-- Task prompt --
The entries below need to be transcribed verbatim.

-- Available data --

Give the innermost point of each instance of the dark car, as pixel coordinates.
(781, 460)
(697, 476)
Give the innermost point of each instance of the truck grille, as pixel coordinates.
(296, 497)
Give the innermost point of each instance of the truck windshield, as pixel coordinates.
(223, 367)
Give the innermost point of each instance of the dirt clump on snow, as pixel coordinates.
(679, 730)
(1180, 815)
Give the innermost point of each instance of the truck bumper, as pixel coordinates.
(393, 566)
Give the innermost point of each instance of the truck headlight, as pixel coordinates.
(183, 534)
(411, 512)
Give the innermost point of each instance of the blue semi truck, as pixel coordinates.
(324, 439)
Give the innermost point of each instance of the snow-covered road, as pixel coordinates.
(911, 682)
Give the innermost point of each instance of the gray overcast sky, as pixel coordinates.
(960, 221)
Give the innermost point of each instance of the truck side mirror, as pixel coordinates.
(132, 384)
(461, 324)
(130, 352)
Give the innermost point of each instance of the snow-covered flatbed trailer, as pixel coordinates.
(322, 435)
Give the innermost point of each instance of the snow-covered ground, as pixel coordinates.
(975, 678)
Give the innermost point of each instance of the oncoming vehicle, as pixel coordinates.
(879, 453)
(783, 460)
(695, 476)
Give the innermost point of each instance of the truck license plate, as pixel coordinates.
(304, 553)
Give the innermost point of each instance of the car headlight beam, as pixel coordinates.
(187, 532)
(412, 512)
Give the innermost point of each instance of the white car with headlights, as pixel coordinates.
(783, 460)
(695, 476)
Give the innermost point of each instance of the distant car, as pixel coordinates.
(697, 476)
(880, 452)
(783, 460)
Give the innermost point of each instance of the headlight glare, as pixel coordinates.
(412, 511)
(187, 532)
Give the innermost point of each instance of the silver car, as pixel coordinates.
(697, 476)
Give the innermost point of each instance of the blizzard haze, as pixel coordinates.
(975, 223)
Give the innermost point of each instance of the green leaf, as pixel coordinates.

-- Answer space --
Give the innermost point of each instance of the dark car, as pixel coordinates.
(781, 460)
(697, 476)
Give the innermost point of each instance of the truck grille, as pixel coordinates.
(296, 497)
Give the innermost point of each instance of the truck windshield, as pixel coordinates.
(223, 367)
Give the innermost point of each instance of the dirt clump on snow, as pixel coordinates.
(679, 730)
(1180, 815)
Give the innermost point of each instance of the truck bumper, as pixel coordinates.
(393, 566)
Give the innermost point of each instance of the truck headlight, as pixel coordinates.
(183, 534)
(411, 512)
Give the innermost point of each instance of the blue semi truck, as pixel coordinates.
(324, 439)
Give the innermost point of each instance of the snow-covered road, as pixel coordinates.
(911, 682)
Give the innermost point of each instance of the gray overcast sky, as pixel coordinates.
(960, 221)
Give the innermost point of each instance of the truck side mirror, as pixel coordinates.
(132, 384)
(461, 324)
(130, 352)
Give the innermost point of each instance of the snow-covered flatbed trailer, as pixel coordinates.
(322, 435)
Give the innermost point of each instance of the snow-covered ground, as pixel coordinates.
(975, 678)
Give the innermost point of each instance of the oncoming vehicle, as pixel coordinates.
(879, 453)
(783, 460)
(695, 476)
Give the innermost point of each instance of the truck license plate, as pixel coordinates.
(304, 553)
Give the innermost point of each instance of the car headlight beam, as pixel coordinates.
(187, 532)
(412, 512)
Give the innermost point of each instance of the white car with headlights, as pixel coordinates.
(783, 460)
(695, 476)
Give the innermost point of each instance of the distant car, as pixel coordinates.
(697, 476)
(880, 452)
(783, 460)
Give the innermost point of each instance of the headlight glare, as pixel coordinates.
(412, 511)
(187, 532)
Give the innermost point of each instance of the silver car, as pixel coordinates.
(697, 476)
Give the innermost point of each instance of the blizzard haze, as pixel coordinates.
(975, 223)
Give the innermost point of each instance of the green leaf, as pixel coordinates.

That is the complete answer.